I think it is now clear that the senior management team is pursuing policies that are damaging the reputation of Imperial. I hope that Council will take appropriate action.

Best regards

David Colquhoun
D. Colquhoun FRS
Professor of Pharmacology,
NPP, University College London

20 January 2015

Today I got a reply to the letter (above) that I sent to Eliza Manningham-Buller on 29 December. You can download it.

reply from EMB

I guess it’s not surprising that the reply says nothing helpful.

It endorses the idea that HR should investigate their own practices, an idea that the outside world greets with ridicule.

It reprimands me for making "unprofessional" comments about individuals. That’s what happens when people behave badly. It would be unprofessional to fail to point out what’s going on. It’s the job of journalists to name people. All else is PR.

It suggests that I may have not followed the Samaritans’ guidelines for reporting of suicide. I’ve read their document and I don’t believe that either I, or Times Higher Education, have breached the guidelines.

The letter says. essentially, please shut up, you are embarrassing Imperial. It’s fascinating to see the rich and powerful close ranks when criticised. But it is very disappointing. It seems to me to be very much in the public interest to have published the last email of Stefan Grimm.

But I guess the last person you’d expect to champion transparency is an ex-head of MI5.

Felix, Imperial’s student newspaper, carried an interesting article Death of Professor Grimm: the world reacts. The events at Imperial have been noted all over the world (at least 170 countries according to my own Google analytics) but the response has been especially big in China. Alienating a country like China seems to me to rank as bringing the College into disrepute.

9 February 2015

Death in Academia and the mis-measurement of science. Good article in Euroscientist by Arren Frood

25 February 2015

I see that Dermot Kelleher is leaving Imperial for the University of British Columbia. Perhaps he hopes that he’ll be able to escape his share of the blame for the death of Stefan Grimm?   Let’s hope, for the sake of UBC, that he’s learned a lesson from the episode.

10 March 2015

The Vancouver Sun has been asking questions. An article by Pamela Fayerman includes the following.

"Recently, Imperial College was engulfed in a controversy involving a tragedy. . . . a medical school professor, Stefan Grimm, took his own life last fall. He left an email that accused unnamed superiors of bullying through demands that he garner more research grants. The “publish or peril” adage that scientists so often cite seems like it may apply in this case.
== == ==
Required tasks
A. In the post about Imperial College, which university is Dermot Kelleher leaving Imperial for?
B. Continue the post about Imperial College from the point where the text stops.
The items after this text are separate material.

Given entries
== == ==
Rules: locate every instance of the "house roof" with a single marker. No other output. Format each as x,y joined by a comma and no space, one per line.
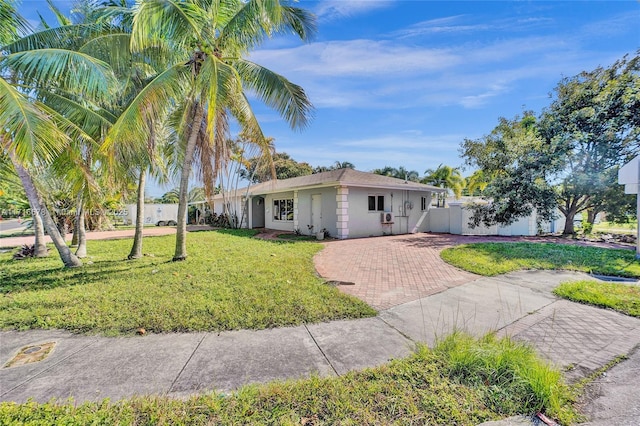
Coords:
342,177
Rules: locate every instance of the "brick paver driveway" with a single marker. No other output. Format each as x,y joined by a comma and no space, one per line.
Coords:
388,271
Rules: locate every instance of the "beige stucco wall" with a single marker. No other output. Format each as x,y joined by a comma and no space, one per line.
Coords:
328,215
365,223
269,222
439,220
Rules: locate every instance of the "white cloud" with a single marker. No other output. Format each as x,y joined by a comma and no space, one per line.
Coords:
332,9
356,58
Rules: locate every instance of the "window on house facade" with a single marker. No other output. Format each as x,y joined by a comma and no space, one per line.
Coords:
283,210
376,203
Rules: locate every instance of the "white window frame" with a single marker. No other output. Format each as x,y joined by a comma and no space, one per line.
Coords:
281,209
377,207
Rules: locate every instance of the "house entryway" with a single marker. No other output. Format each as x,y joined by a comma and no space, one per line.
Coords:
316,212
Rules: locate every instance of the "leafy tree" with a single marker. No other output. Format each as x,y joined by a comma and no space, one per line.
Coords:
476,183
398,173
170,197
208,78
521,162
258,170
567,159
445,177
595,116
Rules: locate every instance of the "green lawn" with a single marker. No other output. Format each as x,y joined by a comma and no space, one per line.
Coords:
229,281
499,258
616,228
623,298
462,381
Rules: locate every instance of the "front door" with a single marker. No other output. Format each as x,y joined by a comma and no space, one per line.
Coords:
316,212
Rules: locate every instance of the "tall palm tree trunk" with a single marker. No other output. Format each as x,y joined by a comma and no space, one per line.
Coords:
68,258
80,229
136,249
40,249
181,234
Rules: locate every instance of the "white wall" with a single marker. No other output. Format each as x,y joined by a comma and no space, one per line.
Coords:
365,223
268,212
439,220
328,214
455,220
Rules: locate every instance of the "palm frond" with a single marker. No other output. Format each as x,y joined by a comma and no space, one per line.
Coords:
276,91
68,37
29,132
110,48
153,102
12,23
300,21
71,71
158,22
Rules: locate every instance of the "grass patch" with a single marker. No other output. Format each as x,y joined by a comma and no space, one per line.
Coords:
623,298
229,281
297,237
499,258
490,379
616,228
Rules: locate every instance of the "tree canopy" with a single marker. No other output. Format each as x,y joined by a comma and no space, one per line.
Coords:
567,158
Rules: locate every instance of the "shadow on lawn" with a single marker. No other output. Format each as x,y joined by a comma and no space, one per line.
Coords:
45,279
528,255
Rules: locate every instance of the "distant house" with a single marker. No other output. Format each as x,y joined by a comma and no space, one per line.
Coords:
346,203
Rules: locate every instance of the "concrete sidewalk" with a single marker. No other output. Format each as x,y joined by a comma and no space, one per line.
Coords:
520,304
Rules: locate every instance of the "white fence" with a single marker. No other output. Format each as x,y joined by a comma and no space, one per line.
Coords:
455,220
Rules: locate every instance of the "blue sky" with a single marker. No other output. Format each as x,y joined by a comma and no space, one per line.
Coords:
402,83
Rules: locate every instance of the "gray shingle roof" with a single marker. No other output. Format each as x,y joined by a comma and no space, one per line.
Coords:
346,177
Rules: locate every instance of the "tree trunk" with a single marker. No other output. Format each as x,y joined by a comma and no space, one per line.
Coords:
181,234
80,229
74,237
68,258
568,224
38,228
136,249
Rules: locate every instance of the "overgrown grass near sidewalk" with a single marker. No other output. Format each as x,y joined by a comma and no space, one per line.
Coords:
623,298
499,258
463,381
229,281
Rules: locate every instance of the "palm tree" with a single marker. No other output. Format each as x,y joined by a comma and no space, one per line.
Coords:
208,79
445,177
342,165
34,133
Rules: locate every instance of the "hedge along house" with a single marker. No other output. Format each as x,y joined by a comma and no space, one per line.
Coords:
346,203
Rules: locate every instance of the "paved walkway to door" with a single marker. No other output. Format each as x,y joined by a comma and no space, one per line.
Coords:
389,271
392,270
== == ==
Task responses
A. He is leaving for the University of British Columbia.

B.
The college said it would set up an internal inquiry into the circumstances around the toxicology professor’s death, but the results have not been released. UBC provost Dave Farrar said in an interview that the death of the professor at Imperial College was never even discussed during the recruitment process.

Kelleher said in a long distance phone interview that the tragedy had nothing to do with his reasons for leaving Imperial. And he can’t speak about the case since it is currently under review by a coroner."

Well, I guess he would say that, wouldn’t he? Kelleher has been at Imperial for less than three years, and the generous intepretation of his departure is that he didn’t like the bullying regime. It had been going on long before Kelleher arrived, as documented on this blog in in 2007.

It’s interesting to speculate about why he wasn’t asked about Grimm’s death (if that’s true).

Did the University of British Columbia think it was irrelevant?

Or did they want him to establish a similar regime of “performance management” at UBC?

Or were the senior people at UBC not even aware of the incident?

Perhaps the third option is the most likely: it’s only too characteristic of senior managers to be unaware of what’s happening on the shop floor. Just as in banks.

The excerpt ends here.